Collection entries
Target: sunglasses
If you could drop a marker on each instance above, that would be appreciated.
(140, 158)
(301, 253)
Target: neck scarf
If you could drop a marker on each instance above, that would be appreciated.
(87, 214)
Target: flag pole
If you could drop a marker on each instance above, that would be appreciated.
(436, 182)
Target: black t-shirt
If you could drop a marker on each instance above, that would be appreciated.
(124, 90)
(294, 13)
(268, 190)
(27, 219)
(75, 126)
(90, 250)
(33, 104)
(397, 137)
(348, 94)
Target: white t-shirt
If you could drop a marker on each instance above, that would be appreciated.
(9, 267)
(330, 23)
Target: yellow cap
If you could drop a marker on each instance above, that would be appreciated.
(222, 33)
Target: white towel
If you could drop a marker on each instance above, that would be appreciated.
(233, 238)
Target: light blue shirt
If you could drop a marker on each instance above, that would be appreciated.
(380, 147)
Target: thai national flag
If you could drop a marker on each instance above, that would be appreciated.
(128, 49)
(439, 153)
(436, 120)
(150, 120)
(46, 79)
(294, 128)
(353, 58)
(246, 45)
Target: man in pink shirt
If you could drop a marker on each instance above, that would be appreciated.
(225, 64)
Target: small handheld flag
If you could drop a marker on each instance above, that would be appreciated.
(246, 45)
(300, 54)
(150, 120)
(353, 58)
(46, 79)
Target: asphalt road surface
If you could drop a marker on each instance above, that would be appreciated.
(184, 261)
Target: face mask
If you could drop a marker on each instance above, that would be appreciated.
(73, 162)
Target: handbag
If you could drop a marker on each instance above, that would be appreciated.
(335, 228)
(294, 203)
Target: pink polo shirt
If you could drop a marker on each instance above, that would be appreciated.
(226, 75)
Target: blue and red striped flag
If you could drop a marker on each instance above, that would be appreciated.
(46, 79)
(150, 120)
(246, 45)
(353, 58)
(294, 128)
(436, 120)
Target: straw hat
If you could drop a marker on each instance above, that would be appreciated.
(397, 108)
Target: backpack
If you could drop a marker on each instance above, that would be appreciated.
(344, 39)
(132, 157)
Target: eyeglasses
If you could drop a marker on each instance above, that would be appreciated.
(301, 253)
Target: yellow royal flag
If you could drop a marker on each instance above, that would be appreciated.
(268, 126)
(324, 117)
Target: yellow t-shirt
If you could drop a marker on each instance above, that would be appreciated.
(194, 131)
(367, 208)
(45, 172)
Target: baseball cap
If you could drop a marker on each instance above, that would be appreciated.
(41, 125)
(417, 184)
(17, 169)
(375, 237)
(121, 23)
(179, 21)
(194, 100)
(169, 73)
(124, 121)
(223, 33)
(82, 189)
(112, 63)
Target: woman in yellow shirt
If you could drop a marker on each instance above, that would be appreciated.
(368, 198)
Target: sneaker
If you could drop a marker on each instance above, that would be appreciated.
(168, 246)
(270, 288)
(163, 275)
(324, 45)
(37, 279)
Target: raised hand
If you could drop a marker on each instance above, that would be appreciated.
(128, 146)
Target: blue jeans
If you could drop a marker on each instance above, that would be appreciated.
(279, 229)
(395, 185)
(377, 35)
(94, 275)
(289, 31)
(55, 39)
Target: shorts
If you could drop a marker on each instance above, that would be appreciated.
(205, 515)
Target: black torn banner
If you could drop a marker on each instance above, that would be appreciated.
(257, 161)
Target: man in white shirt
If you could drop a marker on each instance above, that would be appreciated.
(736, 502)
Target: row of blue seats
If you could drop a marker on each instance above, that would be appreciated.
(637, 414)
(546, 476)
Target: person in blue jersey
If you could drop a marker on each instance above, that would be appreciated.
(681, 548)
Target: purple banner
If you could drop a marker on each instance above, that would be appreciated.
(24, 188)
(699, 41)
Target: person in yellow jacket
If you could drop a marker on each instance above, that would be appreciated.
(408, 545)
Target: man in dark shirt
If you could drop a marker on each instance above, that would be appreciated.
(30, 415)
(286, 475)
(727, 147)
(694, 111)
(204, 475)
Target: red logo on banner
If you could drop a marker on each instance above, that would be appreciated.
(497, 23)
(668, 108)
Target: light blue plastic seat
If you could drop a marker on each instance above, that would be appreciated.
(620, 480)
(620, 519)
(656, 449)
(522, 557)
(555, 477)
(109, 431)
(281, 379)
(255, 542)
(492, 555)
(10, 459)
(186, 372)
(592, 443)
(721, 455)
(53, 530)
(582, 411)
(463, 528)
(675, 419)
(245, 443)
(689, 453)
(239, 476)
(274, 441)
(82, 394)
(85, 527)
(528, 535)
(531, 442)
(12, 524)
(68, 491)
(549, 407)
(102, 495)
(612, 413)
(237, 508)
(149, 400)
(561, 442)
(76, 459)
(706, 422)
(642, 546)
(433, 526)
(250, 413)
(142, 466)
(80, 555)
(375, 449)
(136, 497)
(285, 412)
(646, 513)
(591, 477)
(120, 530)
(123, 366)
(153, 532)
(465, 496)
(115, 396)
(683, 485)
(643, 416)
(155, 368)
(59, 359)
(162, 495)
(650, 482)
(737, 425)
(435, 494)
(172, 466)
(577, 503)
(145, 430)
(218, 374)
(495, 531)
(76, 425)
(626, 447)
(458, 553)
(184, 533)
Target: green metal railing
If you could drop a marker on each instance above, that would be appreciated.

*What to produce*: Report the count of lines in the entries that contain the string "white", and nothing besides it.

*Exercise result*: 3